SELECTED EXCERPT —

--------------------

Marx’s Official Manifesto and the Impact of his Writings

FROM THE LECTURE SERIES: The Rise of Communism: From Marx to Lenin

By Vejas Liulevicius, Ph.D., University of Tennessee, Knoxville

Karl Marx was officially charged with writing a manifesto by the First International. On May 30, 1871, two days after the end of the suppression of the Paris Commune, Marx read his text on the Commune to the General Council of the International, later published under the title, ‘The Civil War in France’. Who was the target audience of that manifesto?

An illustration shows a crowd witnessing the victory in elections by the Commune in 1871.
Karl Marx mentioned that the Commune as the greatest moment in history and an incomparable example of greatness. (Image: Unknown author/Public domain)

Hailing the Communes

In the manifesto, Marx hailed the Commune as the greatest moment in history. He wrote, “History has no comparable example of such greatness. Its martyrs are enshrined forever in the great heart of the working class”. Marx was enthusiastic because he was sure that the Commune was a sign of his predictions coming to pass. The working class had shown, they understood the need to seize governmental power. But, Marx added, “the working class cannot simply lay hold of the ready‐made state machinery, and wield it for its own purposes.”

Marx defined the Commune as, “the reabsorption of the state power by society as its own living forces instead of forces controlling and subduing it, by the popular masses themselves, forming their own force instead of the organized form of their suppression.” Marx concluded, “Working men’s Paris, with its Commune, will be forever celebrated as the glorious harbinger of a new society.”

--------------------

THE INPUT —
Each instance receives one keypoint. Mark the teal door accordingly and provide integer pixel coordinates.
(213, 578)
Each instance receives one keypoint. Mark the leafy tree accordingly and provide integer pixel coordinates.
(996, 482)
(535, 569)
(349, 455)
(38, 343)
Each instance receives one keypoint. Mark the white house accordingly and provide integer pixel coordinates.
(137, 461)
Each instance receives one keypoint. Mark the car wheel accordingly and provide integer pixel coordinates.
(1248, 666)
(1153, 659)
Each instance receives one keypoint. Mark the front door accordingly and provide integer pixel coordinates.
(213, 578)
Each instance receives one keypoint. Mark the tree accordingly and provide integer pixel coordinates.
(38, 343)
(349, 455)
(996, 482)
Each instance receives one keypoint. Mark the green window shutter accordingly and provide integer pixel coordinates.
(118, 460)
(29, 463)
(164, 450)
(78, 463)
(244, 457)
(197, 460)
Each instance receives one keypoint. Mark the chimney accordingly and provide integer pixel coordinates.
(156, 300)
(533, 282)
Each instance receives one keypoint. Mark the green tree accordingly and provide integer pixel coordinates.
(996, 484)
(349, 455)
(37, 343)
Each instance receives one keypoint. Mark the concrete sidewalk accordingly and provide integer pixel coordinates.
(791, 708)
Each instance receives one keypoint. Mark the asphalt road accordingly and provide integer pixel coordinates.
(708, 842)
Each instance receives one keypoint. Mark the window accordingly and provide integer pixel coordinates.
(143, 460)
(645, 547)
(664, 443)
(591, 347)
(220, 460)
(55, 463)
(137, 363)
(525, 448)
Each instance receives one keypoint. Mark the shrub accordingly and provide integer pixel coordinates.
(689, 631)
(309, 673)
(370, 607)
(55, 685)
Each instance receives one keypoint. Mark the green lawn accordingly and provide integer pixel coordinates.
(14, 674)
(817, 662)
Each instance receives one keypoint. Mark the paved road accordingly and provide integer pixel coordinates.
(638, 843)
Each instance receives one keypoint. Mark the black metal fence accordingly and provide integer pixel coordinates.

--------------------

GIVEN PROBLEM 1 —
Can you rewrite everything in the rows from the one containing "Each instance receives one keypoint. Mark the concrete" down to the last row, substituting "bush" for "shrub" and keeping all else unchanged?
GIVEN PROBLEM 2 —
Could you extend the excerpt on Marx's manifesto about the Paris Commune with the passage that comes next after its final sentence?
The lecture excerpt and the rows are unrelated material.

EXERCISE ANSWER 1 —
Each instance receives one keypoint. Mark the concrete sidewalk accordingly and provide integer pixel coordinates.
(791, 708)
Each instance receives one keypoint. Mark the asphalt road accordingly and provide integer pixel coordinates.
(708, 842)
Each instance receives one keypoint. Mark the window accordingly and provide integer pixel coordinates.
(143, 460)
(645, 547)
(664, 443)
(591, 347)
(220, 460)
(55, 463)
(137, 363)
(525, 448)
Each instance receives one keypoint. Mark the bush accordingly and provide integer pixel coordinates.
(689, 631)
(309, 673)
(370, 607)
(55, 685)
Each instance receives one keypoint. Mark the green lawn accordingly and provide integer pixel coordinates.
(14, 674)
(817, 662)
Each instance receives one keypoint. Mark the paved road accordingly and provide integer pixel coordinates.
(638, 843)
Each instance receives one keypoint. Mark the black metal fence accordingly and provide integer pixel coordinates.

EXERCISE ANSWER 2 —
Dictatorship of the Proletariat

Even though it had failed, Marx and Engels considered the Commune, the first living example of the ‘dictatorship of the proletariat’. Engels stated, “Do you want to know what this dictatorship of the proletariat looks like? Look at the Paris Commune. That is the dictatorship of the proletariat.” Thus, in their view, the Paris Commune was not an end, but the first sign of things to come.

The Revolution Incarnate

Marx was rhapsodizing, being blamed for the Commune, Newspapers calling him, ‘the revolution incarnate’. Forged documents appeared in France proving that Marx had masterminded the Commune. Some even claimed that Marx was Bismarck’s secret agent. The Pall Mall Gazette said he was the ‘head of a vast conspiracy’.

Marx was pleased by this and wrote to a friend that he was honored to be the most calumniated and menaced man in London. The government paper, the Observer, threatened him of legal prosecution.

Transformed Commune

Commune was transformed, politically diverse, and tentative in practice because it lasted so briefly, without one coherent unifying theory, with only a handful of Marxists. It was not a concerted attempt to use the 1848 Communist Manifesto as a roadmap to the future. But instead, it was turned into a distinct legend, which diverged a lot from the reality, and became part of revolutionary theory.

Later, in the historic year of 1917, when the Bolsheviks seized power in Russia, Lenin was determined to outlast the days of the Paris Commune.

Picture by an unknown author, has members of the Bolshevik Party including Lenin who was determined to outlast the days of Paris Commune.
The Bolsheviks treasured relics of the Paris Commune including the testimony by the last living Communard to the link between Paris and Moscow. (Image: Unknown author/Public domain)

The Bolsheviks treasured relics of the Paris Commune, including importing the last living Communard from France to the Soviet Union, where he survived testimony to the link between Paris and Moscow. Almost a century after the Commune, in 1964, the Soviet spacecraft Voskhod 1 took a piece of a Communard flag into space.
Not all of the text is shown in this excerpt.